───── DOCUMENT

2. I’ll take it as given that the services enjoyed in the late 20th century qualify as not involving radical changes. In the case of road transport again, I might assume a return to the vehicle occupancy rates of 1990 (about 10 per cent higher than today).
3. I’m looking at reductions in emissions to deliver the existing volume of services, not taking account of growth in demand, which needs separate assessment. It’s just an exercise in arithmetic to combine the two. For example, if you predict a 60 per cent increase in demand under business as usual, then a 75 per cent reduction brings total emissions back to 40 per cent (0.25*160) of the original level, which is about what is probably needed to stabilise climate.
With these ground rules, the case of long-distance tourism turns out to be surprisingly easy, especially thanks to this piece by Justin Rowlatt who’s already looked at the question. The current airline fleet has a fuel efficiency of around 4.8 litres/passenger/100 km.  Replacing this fleet with the models now being introduced, the Boeing 787 and Airbus A380, will reduce this by about 50 per cent . This is going to happen anyway, and the only role for higher prices is to accelerate the scrapping of the older planes in the existing fleet.
To get a further 50 per cent reduction is even easier (this was the idea that got me started). All you need to is double the length of the average holiday and halve the frequency. I don’t have good numbers, but it’s clear that this would just take us back to the situation that prevailed a few decades ago when air travel was more expensive. Going back a bit further, travel was so expensive that young Australians typically planned a single trip to England that was to last a year (and, as far as such travel was concerned, a lifetime).
Two reductions of 50 per cent combine to give 75 per cent, so it’s all done. But that was so easy, it seemed worth trying for more. What would be involved in reducing emissions by 85 per cent, from 25 per cent of the original level to 15 per cent? That requires a further 40 per cent.
According to the International Air Transport Association, cited by Rowlatt, there’s an easy (in terms of impact on travellers, at any rate) 12 per cent to be gained from improved air traffic control. You could get another 12 per cent (at least) by packing more economy seats into planes (the A380 can take 800, at which Rowlatt estimates fuel consumption of 1.9 l/100 pkm. For the final leg, we’ll need the first actual cut, a 25 per cent reduction in the number of long-distance trips, to be replaced by local holidays with extra spending money from the saving in travel costs.
So, to sum up, let’s look at the impact of an 85 per cent reduction in emissions, achieved as outlined above. Suppose the baseline is eight one-week long-distance holidays over some given period. After the 85 per cent reduction we’d have three two-week long-distance holidays and two one-week local holidays instead. On the plane, we’d be packed in about as tight as at present, maybe a bit less so, and of course there will be lots of nice new features like free WiFi to keep us entertained.
Even with a hefty surcharge on emissions, total expenditure on airfares would fall, so there would be more money to spend on the actual holiday, not to mention the flow of revenue to governments that could be returned in tax cuts or improved services.
No doubt all this would take some adjustment. But The End Of Civilisation As We Know It, it’s not.
fn1. Not a tourist trip. I was at a meeting looking at how, if at all, coral reefs can be saved from climate change. But the contradictions involved in flying 1000 km to such a meeting and in the hope that demand from the tourist industry will push governments into action, were obvious enough.
fn2. Because airplane emissions are injected directly into the upper atmosphere, where they do more damage, this figure can’t be compared directly with fuel efficiency measures for cars. Roughly speaking, you need to double the airplane emissions figures before doing a comparison. Of course, that doesn’t affect the calculations that follow which are all about proportional reductions.

──────────
───── EXTRACTED RECORDS

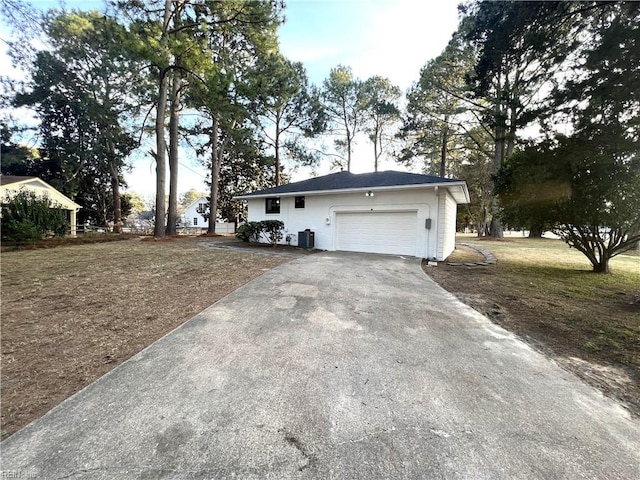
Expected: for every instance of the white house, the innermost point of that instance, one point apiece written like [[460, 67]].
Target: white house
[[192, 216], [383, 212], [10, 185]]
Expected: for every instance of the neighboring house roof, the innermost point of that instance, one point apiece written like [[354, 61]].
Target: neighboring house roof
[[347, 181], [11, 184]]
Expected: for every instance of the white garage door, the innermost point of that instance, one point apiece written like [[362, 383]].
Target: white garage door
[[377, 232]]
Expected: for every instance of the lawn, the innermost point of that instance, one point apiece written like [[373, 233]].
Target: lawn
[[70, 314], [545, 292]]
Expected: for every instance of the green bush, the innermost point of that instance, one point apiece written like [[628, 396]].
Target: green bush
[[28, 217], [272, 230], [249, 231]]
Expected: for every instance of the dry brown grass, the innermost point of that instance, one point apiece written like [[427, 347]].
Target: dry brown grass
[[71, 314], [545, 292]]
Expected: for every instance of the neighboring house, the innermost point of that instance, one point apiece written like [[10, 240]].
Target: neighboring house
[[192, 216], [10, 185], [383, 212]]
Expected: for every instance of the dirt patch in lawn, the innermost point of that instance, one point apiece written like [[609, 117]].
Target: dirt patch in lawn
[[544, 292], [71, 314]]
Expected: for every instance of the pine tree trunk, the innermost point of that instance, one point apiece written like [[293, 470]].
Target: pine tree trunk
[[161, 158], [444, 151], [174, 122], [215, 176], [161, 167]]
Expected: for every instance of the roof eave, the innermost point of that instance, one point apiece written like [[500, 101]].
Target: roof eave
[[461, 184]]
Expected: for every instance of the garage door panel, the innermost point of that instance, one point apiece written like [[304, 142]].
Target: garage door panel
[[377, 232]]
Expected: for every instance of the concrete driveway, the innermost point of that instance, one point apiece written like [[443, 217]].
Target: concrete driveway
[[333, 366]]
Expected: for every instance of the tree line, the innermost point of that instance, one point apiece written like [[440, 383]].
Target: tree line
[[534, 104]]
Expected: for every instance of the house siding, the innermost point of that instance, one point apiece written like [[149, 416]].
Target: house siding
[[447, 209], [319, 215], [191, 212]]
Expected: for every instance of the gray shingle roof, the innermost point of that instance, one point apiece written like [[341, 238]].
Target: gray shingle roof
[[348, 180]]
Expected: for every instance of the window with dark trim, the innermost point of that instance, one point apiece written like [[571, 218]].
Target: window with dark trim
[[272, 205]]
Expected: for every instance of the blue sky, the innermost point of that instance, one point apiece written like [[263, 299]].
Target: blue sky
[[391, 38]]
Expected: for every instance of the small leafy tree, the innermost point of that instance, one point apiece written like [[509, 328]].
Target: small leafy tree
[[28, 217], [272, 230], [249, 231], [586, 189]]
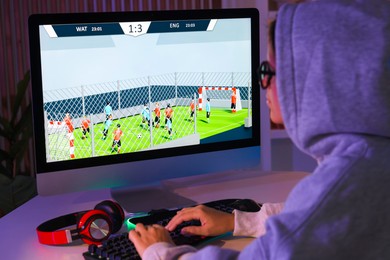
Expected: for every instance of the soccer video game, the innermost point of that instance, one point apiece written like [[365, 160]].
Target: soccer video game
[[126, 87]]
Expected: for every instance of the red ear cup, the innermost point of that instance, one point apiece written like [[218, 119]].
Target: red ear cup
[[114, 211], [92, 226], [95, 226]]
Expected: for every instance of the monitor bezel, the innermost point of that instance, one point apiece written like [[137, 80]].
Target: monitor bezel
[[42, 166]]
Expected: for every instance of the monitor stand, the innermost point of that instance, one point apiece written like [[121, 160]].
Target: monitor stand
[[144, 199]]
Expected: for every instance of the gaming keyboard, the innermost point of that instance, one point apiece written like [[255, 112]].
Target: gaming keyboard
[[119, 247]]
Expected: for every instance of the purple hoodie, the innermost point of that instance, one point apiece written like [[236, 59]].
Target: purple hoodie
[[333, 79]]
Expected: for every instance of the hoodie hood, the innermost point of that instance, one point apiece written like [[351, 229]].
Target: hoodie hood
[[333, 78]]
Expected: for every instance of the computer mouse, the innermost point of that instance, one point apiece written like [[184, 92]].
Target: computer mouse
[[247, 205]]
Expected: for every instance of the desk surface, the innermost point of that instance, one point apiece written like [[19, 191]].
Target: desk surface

──────────

**PROBLEM TO WORK ON**
Summarize the text on cutting emissions from long-distance tourism in three sentences.

**RESPONSE TO THE TASK**
Replacing the current airline fleet with newer models such as the Boeing 787 and Airbus A380 would cut fuel use per passenger by about 50 percent. Doubling the length of the average holiday while halving its frequency would give a further 50 percent, for a combined 75 percent reduction. Reaching 85 percent would require improved air traffic control, more economy seats per plane, and a 25 percent cut in long-distance trips in favor of local holidays, yet total spending on airfares would still fall even with an emissions surcharge.